EXERCISE REQUIREMENTS:
Please format the rows below as a numbered list, leaving out any blank lines.

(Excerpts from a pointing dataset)
+-------+

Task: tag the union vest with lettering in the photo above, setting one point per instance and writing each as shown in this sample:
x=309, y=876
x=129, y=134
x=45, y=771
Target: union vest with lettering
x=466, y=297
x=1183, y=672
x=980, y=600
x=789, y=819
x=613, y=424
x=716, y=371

+-------+

OUTPUT BELOW:
1. Task: tag the union vest with lettering in the photo above, setting one point per instance and writing each as shown in this sample:
2. x=309, y=876
3. x=129, y=134
4. x=45, y=771
5. Target: union vest with lettering
6. x=466, y=297
7. x=1183, y=672
8. x=980, y=600
9. x=789, y=819
10. x=613, y=424
11. x=716, y=371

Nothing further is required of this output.